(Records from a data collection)
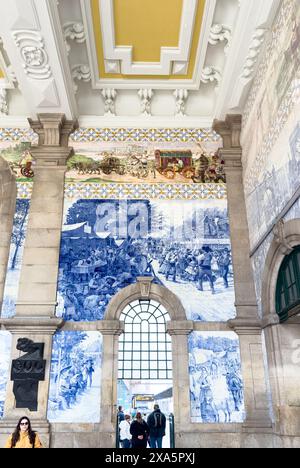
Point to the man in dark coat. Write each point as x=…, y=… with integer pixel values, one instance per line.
x=157, y=425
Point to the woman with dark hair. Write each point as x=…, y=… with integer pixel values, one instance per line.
x=24, y=436
x=139, y=430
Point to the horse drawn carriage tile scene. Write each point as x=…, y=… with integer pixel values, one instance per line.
x=136, y=209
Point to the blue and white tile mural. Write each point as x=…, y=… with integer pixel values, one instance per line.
x=276, y=185
x=216, y=386
x=75, y=378
x=5, y=349
x=183, y=244
x=15, y=258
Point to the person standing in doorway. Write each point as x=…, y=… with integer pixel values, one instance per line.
x=157, y=425
x=139, y=430
x=125, y=436
x=121, y=415
x=23, y=436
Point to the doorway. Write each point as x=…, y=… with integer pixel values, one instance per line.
x=145, y=361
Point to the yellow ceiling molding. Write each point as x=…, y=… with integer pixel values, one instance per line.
x=147, y=25
x=149, y=39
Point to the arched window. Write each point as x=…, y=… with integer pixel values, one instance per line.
x=145, y=348
x=288, y=286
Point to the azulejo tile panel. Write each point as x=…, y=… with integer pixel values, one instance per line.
x=183, y=244
x=75, y=378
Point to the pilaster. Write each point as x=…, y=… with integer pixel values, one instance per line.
x=247, y=324
x=179, y=332
x=39, y=272
x=35, y=309
x=8, y=193
x=110, y=330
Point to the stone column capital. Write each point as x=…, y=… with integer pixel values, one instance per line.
x=53, y=131
x=180, y=327
x=111, y=327
x=229, y=130
x=38, y=326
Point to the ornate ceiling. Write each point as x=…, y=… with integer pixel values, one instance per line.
x=155, y=63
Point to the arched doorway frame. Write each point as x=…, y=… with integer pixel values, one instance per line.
x=286, y=237
x=111, y=328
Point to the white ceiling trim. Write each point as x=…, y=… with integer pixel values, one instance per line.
x=179, y=65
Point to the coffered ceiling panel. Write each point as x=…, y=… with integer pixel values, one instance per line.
x=161, y=41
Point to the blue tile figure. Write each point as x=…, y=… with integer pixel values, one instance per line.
x=216, y=386
x=75, y=377
x=15, y=258
x=183, y=245
x=5, y=350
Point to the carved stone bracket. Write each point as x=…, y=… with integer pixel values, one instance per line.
x=180, y=327
x=109, y=95
x=3, y=101
x=145, y=285
x=281, y=239
x=145, y=97
x=211, y=75
x=230, y=131
x=181, y=96
x=33, y=53
x=220, y=33
x=110, y=327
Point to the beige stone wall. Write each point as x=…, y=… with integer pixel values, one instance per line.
x=271, y=159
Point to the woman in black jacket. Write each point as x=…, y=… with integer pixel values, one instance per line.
x=139, y=430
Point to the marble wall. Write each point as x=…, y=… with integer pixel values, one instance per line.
x=5, y=347
x=15, y=257
x=271, y=136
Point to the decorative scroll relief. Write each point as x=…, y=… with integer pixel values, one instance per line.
x=33, y=53
x=123, y=55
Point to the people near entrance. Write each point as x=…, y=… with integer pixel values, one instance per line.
x=139, y=430
x=125, y=436
x=121, y=415
x=157, y=426
x=24, y=436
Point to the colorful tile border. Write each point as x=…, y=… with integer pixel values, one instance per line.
x=24, y=189
x=145, y=191
x=18, y=134
x=145, y=135
x=135, y=191
x=181, y=135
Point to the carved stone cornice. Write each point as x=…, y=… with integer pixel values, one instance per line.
x=246, y=326
x=38, y=326
x=229, y=130
x=178, y=327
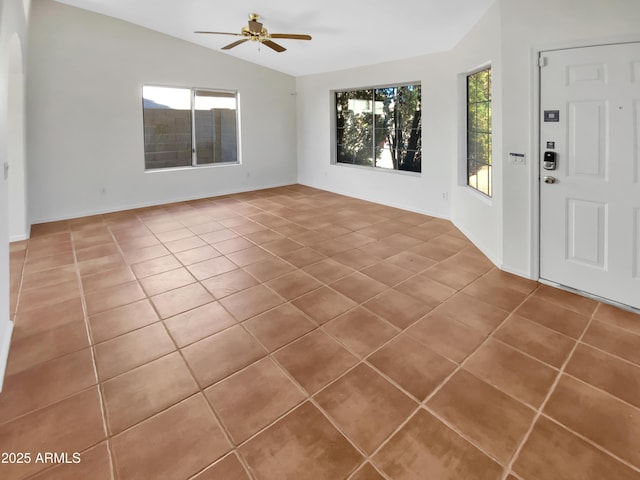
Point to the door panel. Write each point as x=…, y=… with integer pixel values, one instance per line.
x=590, y=204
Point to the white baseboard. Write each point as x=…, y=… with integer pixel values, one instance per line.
x=5, y=336
x=166, y=201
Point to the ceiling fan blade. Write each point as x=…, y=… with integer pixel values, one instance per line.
x=235, y=44
x=274, y=46
x=255, y=27
x=293, y=36
x=220, y=33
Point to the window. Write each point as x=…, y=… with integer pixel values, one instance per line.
x=479, y=155
x=189, y=127
x=379, y=127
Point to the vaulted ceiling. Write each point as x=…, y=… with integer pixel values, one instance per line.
x=346, y=33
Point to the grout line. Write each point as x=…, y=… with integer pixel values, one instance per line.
x=525, y=438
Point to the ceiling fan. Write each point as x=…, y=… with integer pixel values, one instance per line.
x=257, y=33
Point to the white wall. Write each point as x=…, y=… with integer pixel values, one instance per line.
x=13, y=32
x=84, y=116
x=507, y=36
x=438, y=73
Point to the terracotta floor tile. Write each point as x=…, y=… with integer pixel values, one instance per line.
x=251, y=302
x=233, y=245
x=131, y=350
x=71, y=425
x=509, y=280
x=424, y=444
x=181, y=300
x=46, y=383
x=618, y=377
x=360, y=331
x=620, y=318
x=195, y=255
x=551, y=453
x=253, y=398
x=614, y=340
x=303, y=257
x=367, y=472
x=49, y=295
x=96, y=251
x=154, y=266
x=538, y=341
x=279, y=326
x=412, y=366
x=512, y=372
x=46, y=278
x=248, y=256
x=365, y=406
x=228, y=468
x=356, y=258
x=95, y=463
x=303, y=444
x=268, y=269
x=293, y=285
x=358, y=287
x=446, y=336
x=433, y=251
x=163, y=282
x=397, y=308
x=196, y=439
x=264, y=236
x=146, y=253
x=101, y=264
x=489, y=291
x=553, y=316
x=328, y=270
x=324, y=304
x=598, y=416
x=210, y=268
x=282, y=246
x=228, y=283
x=42, y=318
x=222, y=354
x=475, y=313
x=146, y=390
x=135, y=240
x=454, y=277
x=411, y=261
x=39, y=264
x=426, y=290
x=387, y=273
x=568, y=300
x=196, y=324
x=113, y=297
x=108, y=278
x=40, y=347
x=121, y=320
x=315, y=360
x=493, y=420
x=184, y=244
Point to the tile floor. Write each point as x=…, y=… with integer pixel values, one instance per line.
x=297, y=334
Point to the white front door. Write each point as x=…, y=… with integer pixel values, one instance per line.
x=590, y=202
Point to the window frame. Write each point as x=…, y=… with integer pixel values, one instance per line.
x=488, y=195
x=334, y=128
x=194, y=157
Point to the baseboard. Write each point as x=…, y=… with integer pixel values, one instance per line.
x=167, y=201
x=386, y=204
x=4, y=348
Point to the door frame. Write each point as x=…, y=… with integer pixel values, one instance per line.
x=535, y=136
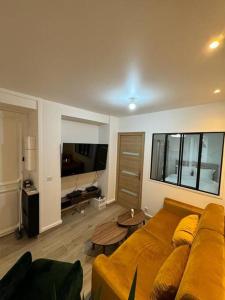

REQUIREMENT »
Copy the records exactly, minus any pictures.

COMPLETED TASK »
Point to the man in dark coat. Write each point as x=…, y=… with integer pixel values, one instance per line.
x=157, y=425
Point to the woman with dark hair. Write each point as x=…, y=… with integer pixel values, one instance per line.
x=24, y=436
x=139, y=430
Point to the horse drawn carriage tile scene. Write each point as x=…, y=… with integer pixel values, one instance per line.
x=136, y=209
Point to the blue and white tile mural. Write each point as x=…, y=… with integer pixel values, one instance per line.
x=276, y=185
x=216, y=386
x=75, y=378
x=5, y=349
x=183, y=244
x=15, y=258
Point to the person standing in doorway. Write each point as x=…, y=… with integer pixel values, one instance per line.
x=157, y=425
x=139, y=430
x=125, y=436
x=121, y=415
x=23, y=436
Point to the doorway. Write each point as x=…, y=… with integer pixel values, one instance per line.
x=145, y=361
Point to the yellow ceiling molding. Write each point as x=…, y=… with integer pixel values, one instance per line.
x=147, y=25
x=149, y=39
Point to the arched window. Write each point as x=…, y=… with integer pixel values, one instance per line.
x=145, y=348
x=288, y=286
Point to the azulejo tile panel. Write each point as x=…, y=… with integer pixel values, one instance per line.
x=183, y=244
x=75, y=378
Point to the pilaster. Write each point as x=…, y=… with integer pixel values, one instance per line.
x=247, y=324
x=179, y=332
x=39, y=272
x=35, y=309
x=8, y=193
x=110, y=330
Point to the stone column capital. Write each point as x=…, y=… with integer pixel values, one instance per line.
x=53, y=131
x=180, y=327
x=111, y=327
x=229, y=130
x=38, y=326
Point to the ornate ceiling. Write each point as x=…, y=… with integer pixel values, one instance per line.
x=155, y=63
Point to the arched doorway frame. Write each point as x=…, y=… with integer pixel values, one instance per line.
x=286, y=237
x=111, y=328
Point to the white ceiling trim. Write each point as x=…, y=… with integer pixel values, one instance per line.
x=179, y=65
Point to the coffered ceiling panel. Write each point as x=…, y=… with integer pixel values, one instance per line.
x=161, y=41
Point to the blue tile figure. Write each point as x=…, y=… with integer pixel values, one instance per line.
x=216, y=386
x=75, y=377
x=15, y=258
x=183, y=245
x=5, y=350
Point to the carved stone bracket. Write each point as x=…, y=… with integer pixel values, one instance per line.
x=180, y=327
x=109, y=95
x=3, y=101
x=145, y=285
x=281, y=239
x=145, y=97
x=211, y=75
x=230, y=131
x=181, y=96
x=33, y=53
x=220, y=33
x=110, y=327
Point to the beige stone wall. Write each point as x=…, y=… with integer pixel values, one instance per line.
x=271, y=159
Point to the woman in black jacket. Write each point as x=…, y=… with integer pixel values, one instance per line.
x=139, y=430
Point to the marble wall. Write each point as x=…, y=… with integer pixel values, one instance per line.
x=5, y=347
x=15, y=257
x=271, y=136
Point to the decorative scroll relief. Write each point as x=…, y=… with integer pixel values, one instance per line.
x=33, y=53
x=123, y=55
Point to the people near entrance. Write each point as x=…, y=… with integer pixel values, one instance per line.
x=139, y=430
x=125, y=436
x=121, y=415
x=157, y=426
x=24, y=436
Point to the colorful tile border. Write each point as x=…, y=… with integer pixel values, one instance per line.
x=24, y=189
x=145, y=191
x=18, y=134
x=145, y=135
x=135, y=191
x=181, y=135
Point to the carved stone cornice. Write each point as x=…, y=… with integer pixel values, one instance per line.
x=246, y=326
x=38, y=326
x=229, y=130
x=178, y=327
Point to the door panel. Write each point as x=…, y=… with integer pixel values, one instance per line.
x=590, y=204
Point to the white baseboard. Write each point as x=…, y=… with integer pixel values, one instance per line.
x=5, y=336
x=166, y=201
Point to the ceiling fan blade. Write each point as x=…, y=… with integer pixel values, one instance per line.
x=235, y=44
x=274, y=46
x=255, y=27
x=293, y=36
x=220, y=33
Point to the window. Write each point as x=…, y=… with integer pixel values, one instance per line.
x=479, y=155
x=189, y=127
x=379, y=127
Point to the vaulted ceiling. Write each point as x=…, y=… with integer pixel values, one instance per line.
x=346, y=33
Point to the grout line. Write each point as x=…, y=… with integer pixel values, one instance per line.
x=525, y=438
Point to the ceiling fan. Write each point as x=…, y=… with integer pixel values, one instance per line.
x=257, y=33
Point to the white wall. Write each point as x=…, y=… with integer pixel values, one instance per line.
x=13, y=32
x=84, y=116
x=507, y=36
x=438, y=73
Point to the terracotta floor tile. Write each point as x=…, y=… with integer pixel values, one instance per line.
x=251, y=302
x=233, y=245
x=131, y=350
x=71, y=425
x=509, y=280
x=424, y=444
x=181, y=300
x=46, y=383
x=618, y=377
x=360, y=331
x=620, y=318
x=195, y=255
x=551, y=453
x=253, y=398
x=614, y=340
x=303, y=257
x=367, y=472
x=49, y=295
x=96, y=251
x=154, y=266
x=538, y=341
x=279, y=326
x=412, y=366
x=512, y=372
x=46, y=278
x=248, y=256
x=365, y=406
x=228, y=468
x=356, y=258
x=95, y=463
x=303, y=444
x=268, y=269
x=293, y=285
x=358, y=287
x=446, y=336
x=433, y=251
x=163, y=282
x=397, y=308
x=196, y=439
x=264, y=236
x=146, y=253
x=101, y=264
x=489, y=291
x=553, y=316
x=328, y=270
x=324, y=304
x=598, y=416
x=210, y=268
x=282, y=246
x=228, y=283
x=42, y=318
x=222, y=354
x=475, y=313
x=146, y=390
x=135, y=240
x=454, y=277
x=411, y=261
x=39, y=264
x=426, y=290
x=387, y=273
x=568, y=300
x=196, y=324
x=113, y=297
x=108, y=278
x=40, y=347
x=121, y=320
x=315, y=360
x=493, y=420
x=184, y=244
Point to the tile floor. Write each point as x=…, y=… with integer pixel values, one instance per line.
x=297, y=334
Point to the white front door. Write each point as x=…, y=… with integer pixel values, one instance per line.
x=590, y=202
Point to the window frame. Write each point as x=…, y=… with integer pixel values, one instance per line.
x=488, y=195
x=334, y=128
x=194, y=157
Point to the baseboard. Write each point as x=…, y=… with integer pixel values, one instance per line.
x=167, y=201
x=386, y=204
x=4, y=348
Point to the door frame. Write each point as x=…, y=… with integer pixel values, one instance per line.
x=535, y=136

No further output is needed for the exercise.